▶ **Exercise**:
Say whether each statement below agrees with the text on how DALL-E works. Answer yes or no for each, and quote the deciding words of the text.
(a) The company has made CLIP open source.
(b) The prior model turns CLIP image embeddings into CLIP text embeddings.
(c) DALL-E 2 combines the prior and unCLIP models.

▶ **Text segment**:

The second generation called DALL-E 2 hasn’t been released by Open AI. However, the company has offered the option to join the waitlist. Moreover, the company has open-sourced CLIP which forms the basis of DALL-E 2. We’ll talk more about CLIP in the subsequent sections.
Fun fact: The name DALL-E is coined after the artists Salvador Dali and Wall-E.
How does DALL-E work?
When you add a piece of text, DALL-E encodes the text instruction and tries to understand the words separately before finding a logical link between the words.
Now, to explain the working of DALL-E more deeply, let’s look at 4 key high-level concepts that you should be aware of –
- CLIP – It’s a model that creates image-caption pairs and creates a mental representation in the form of vectors (also known as embeddings).
- Prior model – It takes the CLIP text embeddings and turns them into CLIP image embeddings.
- Decoder Diffusion model (unCLIP) – It takes the CLIP image embeddings and uses them to generate images.
- DALL-E 2 – It’s a combination of prior and unCLIP models.

▶ **Stored data**:
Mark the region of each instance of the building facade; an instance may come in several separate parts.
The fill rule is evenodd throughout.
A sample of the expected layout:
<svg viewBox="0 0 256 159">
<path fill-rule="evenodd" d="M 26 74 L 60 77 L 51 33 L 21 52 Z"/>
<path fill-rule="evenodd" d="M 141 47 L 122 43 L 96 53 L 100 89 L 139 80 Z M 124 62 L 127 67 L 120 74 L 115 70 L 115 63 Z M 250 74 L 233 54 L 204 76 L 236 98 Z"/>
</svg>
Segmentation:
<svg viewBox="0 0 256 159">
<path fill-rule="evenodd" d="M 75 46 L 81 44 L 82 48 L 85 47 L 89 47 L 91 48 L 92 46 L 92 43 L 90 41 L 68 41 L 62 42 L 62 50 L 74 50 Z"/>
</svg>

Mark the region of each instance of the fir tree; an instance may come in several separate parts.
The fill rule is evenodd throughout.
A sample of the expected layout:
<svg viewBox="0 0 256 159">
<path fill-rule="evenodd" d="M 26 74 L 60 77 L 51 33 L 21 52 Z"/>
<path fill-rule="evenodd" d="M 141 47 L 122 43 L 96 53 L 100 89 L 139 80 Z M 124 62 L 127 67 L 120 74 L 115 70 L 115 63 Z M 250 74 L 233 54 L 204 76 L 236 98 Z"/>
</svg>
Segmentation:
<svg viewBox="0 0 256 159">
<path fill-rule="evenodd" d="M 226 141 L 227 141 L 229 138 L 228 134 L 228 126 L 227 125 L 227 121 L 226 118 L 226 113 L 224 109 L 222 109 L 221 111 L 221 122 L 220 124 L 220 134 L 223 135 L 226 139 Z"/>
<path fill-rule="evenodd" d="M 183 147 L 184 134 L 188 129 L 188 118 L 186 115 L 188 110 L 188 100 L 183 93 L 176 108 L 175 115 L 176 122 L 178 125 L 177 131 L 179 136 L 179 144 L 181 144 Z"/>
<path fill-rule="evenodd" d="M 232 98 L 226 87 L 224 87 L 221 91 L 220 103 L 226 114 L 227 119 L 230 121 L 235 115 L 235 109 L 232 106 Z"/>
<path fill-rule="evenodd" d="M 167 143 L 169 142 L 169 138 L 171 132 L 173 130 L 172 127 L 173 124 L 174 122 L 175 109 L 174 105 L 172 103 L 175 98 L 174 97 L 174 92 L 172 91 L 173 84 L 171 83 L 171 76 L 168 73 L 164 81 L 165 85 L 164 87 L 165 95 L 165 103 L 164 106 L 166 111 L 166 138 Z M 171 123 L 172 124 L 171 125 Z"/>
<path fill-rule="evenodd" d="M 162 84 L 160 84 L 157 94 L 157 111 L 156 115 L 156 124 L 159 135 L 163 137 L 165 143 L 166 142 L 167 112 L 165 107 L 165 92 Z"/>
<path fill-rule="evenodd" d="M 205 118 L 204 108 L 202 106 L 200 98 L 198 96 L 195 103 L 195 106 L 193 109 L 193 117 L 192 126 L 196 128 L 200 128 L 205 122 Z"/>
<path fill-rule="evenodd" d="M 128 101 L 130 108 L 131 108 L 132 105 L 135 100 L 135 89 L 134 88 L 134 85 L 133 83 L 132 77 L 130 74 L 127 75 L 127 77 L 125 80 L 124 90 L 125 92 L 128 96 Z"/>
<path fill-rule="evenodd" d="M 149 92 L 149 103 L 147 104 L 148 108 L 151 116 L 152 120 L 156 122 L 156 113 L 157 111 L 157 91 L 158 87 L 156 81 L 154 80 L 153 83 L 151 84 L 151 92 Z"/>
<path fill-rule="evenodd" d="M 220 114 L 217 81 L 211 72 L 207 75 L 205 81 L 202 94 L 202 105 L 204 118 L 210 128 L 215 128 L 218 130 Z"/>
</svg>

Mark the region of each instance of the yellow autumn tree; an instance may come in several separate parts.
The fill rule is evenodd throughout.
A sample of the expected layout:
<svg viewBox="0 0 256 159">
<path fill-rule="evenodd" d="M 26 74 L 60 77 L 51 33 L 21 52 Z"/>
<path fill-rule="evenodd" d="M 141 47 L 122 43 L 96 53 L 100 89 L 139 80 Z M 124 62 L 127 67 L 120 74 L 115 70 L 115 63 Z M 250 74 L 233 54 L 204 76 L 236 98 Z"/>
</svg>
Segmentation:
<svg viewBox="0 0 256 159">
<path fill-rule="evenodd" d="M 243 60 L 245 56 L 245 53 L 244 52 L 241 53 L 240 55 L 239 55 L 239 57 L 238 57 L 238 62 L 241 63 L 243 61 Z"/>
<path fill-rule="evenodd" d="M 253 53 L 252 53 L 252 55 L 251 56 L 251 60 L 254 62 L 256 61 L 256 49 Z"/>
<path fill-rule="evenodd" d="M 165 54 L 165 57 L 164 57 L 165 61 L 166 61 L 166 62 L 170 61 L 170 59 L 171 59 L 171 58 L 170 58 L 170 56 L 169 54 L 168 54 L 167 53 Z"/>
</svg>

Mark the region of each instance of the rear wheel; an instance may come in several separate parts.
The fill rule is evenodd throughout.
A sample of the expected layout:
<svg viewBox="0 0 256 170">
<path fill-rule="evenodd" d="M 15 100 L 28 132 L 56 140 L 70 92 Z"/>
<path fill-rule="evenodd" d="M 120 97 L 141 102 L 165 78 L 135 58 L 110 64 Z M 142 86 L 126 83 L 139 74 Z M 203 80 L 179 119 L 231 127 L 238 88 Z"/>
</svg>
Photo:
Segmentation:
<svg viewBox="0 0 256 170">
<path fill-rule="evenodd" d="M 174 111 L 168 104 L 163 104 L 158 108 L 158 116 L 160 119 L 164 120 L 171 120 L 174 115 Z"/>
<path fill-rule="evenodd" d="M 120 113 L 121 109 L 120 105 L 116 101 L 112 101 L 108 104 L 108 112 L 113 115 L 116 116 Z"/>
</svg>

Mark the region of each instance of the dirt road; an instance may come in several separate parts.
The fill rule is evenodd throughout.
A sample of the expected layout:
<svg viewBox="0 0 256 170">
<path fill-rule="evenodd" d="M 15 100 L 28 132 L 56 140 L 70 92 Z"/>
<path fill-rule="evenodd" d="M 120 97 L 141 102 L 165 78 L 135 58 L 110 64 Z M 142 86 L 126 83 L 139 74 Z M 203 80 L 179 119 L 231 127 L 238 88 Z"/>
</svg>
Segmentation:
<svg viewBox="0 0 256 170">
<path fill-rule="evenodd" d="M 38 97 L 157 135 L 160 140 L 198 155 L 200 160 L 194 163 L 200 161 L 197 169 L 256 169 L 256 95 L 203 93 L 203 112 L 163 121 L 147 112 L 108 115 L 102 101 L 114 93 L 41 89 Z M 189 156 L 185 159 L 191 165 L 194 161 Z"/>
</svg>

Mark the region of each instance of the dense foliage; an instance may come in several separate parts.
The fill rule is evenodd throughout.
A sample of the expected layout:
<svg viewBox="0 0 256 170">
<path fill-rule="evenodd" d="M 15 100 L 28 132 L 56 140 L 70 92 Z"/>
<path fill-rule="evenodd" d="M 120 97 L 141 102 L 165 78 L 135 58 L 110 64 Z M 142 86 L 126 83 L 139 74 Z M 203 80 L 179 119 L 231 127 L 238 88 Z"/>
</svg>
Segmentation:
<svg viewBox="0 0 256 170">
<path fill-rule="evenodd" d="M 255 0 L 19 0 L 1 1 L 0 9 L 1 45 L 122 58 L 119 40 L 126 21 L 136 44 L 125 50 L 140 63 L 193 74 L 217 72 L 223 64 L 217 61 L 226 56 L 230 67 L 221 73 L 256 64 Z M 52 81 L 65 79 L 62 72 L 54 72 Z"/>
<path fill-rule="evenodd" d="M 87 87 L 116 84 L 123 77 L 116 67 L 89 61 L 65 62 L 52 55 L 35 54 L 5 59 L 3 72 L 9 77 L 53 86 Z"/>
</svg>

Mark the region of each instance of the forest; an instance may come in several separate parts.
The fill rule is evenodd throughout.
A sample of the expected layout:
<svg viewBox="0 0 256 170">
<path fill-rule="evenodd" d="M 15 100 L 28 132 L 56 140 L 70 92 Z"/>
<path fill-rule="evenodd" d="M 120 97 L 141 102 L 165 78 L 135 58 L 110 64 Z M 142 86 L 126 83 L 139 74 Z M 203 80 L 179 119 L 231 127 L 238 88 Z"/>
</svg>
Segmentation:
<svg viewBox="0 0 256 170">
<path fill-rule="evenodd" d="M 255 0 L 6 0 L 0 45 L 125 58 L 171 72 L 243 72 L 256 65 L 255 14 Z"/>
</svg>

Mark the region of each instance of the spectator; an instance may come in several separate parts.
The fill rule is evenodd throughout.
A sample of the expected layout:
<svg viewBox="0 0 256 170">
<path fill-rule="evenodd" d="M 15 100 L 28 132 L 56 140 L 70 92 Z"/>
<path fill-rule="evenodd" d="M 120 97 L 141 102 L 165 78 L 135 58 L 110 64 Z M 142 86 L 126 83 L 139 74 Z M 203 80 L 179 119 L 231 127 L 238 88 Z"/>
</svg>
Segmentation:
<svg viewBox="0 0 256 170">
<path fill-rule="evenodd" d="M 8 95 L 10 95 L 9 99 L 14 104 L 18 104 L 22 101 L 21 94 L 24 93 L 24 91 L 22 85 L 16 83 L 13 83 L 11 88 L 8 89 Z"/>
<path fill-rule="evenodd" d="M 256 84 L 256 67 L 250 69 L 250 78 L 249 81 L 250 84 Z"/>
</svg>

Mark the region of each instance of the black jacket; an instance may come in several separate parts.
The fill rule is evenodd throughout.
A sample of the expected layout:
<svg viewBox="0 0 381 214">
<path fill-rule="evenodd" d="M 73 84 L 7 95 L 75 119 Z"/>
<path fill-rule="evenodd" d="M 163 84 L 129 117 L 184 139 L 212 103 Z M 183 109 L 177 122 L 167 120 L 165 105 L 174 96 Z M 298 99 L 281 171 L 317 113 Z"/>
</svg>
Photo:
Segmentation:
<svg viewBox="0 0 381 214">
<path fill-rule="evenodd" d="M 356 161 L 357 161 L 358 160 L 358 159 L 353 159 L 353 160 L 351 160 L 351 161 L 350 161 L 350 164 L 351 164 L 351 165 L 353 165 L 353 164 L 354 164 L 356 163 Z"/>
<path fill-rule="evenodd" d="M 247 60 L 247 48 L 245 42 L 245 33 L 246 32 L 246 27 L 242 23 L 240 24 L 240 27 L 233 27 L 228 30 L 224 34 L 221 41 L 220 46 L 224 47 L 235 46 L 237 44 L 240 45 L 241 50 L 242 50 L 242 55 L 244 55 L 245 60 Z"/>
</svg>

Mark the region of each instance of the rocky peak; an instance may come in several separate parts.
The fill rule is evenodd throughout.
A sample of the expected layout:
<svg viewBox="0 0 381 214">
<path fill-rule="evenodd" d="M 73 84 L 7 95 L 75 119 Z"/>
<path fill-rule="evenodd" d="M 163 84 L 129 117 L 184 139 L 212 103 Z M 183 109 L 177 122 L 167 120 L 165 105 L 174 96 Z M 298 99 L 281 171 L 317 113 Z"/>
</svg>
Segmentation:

▶ **Response for this exercise**:
(a) Yes: "the company has open-sourced CLIP which forms the basis of DALL-E 2"
(b) No: "It takes the CLIP text embeddings and turns them into CLIP image embeddings."
(c) Yes: "It’s a combination of prior and unCLIP models."